(Study text begins)

Covance has given more details of its plans for China, with CEO Joe Herring suggesting there will not be a big shift in work from the US and Europe to the nation.
This idea is underpinned by Herring’s belief that there will be “large equilibrium in labour rates”, which would reduce the appeal of operating in China.
Despite this Covance is still pursuing its expansion into China, following the temporary blip resulting from the collapse of the deal with WuXi.
In the second half of 2009 Herring predicts that multi-nationals will start to want to conduct work in animal models in China but is unconcerned by Covance’s likely inability to fulfill these needs.
This is in part due to the sums of money involved, with Herring referring to two leading pharmaceutical companies that were both seeking to take out $300,000 to $400,000 preclinical contracts in China late next year.
Owing to the scale of these contracts Herring said Covance will not be making a “massive investment” in China and will look to grow as the market grows.
The intention now is to have the preclinical site operational around 2011, which would add to Covance’s current capacity in China.
While admitting that “it would be great if [Covance] had a facility online” by late 2009, Herring remained confident that if Covance has preclinical space in China by 2011 the company “will do fine” in the nation.
Land is yet to be purchased for the preclinical facility, which Covance claims will be a match for the standards in its US and European sites.

(Study text ends)

### Required actions
[a] According to the Covance article, around what year does Covance intend to have its preclinical site in China operational?
[b] Reproduce word for word the part of the Covance article between "While admitting that" and "in the nation.", inclusive.
The material is not needed.

(Raw data begins)

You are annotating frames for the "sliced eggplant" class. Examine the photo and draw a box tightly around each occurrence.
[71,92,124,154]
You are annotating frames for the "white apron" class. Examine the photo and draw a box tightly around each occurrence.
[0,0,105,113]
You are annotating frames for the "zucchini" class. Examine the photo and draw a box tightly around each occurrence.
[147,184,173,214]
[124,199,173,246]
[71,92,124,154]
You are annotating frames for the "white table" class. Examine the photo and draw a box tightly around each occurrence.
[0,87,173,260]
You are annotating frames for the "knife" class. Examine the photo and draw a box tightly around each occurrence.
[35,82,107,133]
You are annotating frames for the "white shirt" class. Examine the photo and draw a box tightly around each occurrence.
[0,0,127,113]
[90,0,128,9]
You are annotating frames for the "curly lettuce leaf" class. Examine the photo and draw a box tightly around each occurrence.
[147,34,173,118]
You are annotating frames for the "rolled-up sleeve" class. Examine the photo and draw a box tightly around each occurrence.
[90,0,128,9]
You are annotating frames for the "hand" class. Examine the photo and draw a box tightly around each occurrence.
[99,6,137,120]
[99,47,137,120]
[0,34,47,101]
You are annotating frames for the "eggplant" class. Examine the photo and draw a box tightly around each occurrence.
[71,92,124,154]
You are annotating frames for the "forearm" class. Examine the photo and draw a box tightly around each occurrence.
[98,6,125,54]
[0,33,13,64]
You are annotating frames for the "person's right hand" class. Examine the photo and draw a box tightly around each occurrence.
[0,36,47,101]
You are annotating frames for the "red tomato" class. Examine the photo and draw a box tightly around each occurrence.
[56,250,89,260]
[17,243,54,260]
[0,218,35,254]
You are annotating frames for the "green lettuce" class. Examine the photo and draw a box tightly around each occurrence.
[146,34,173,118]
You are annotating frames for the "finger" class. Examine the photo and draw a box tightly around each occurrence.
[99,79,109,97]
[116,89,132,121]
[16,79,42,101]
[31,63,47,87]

(Raw data ends)

### Answers for the tasks
[a] Around 2011.

[b]
While admitting that “it would be great if [Covance] had a facility online” by late 2009, Herring remained confident that if Covance has preclinical space in China by 2011 the company “will do fine” in the nation.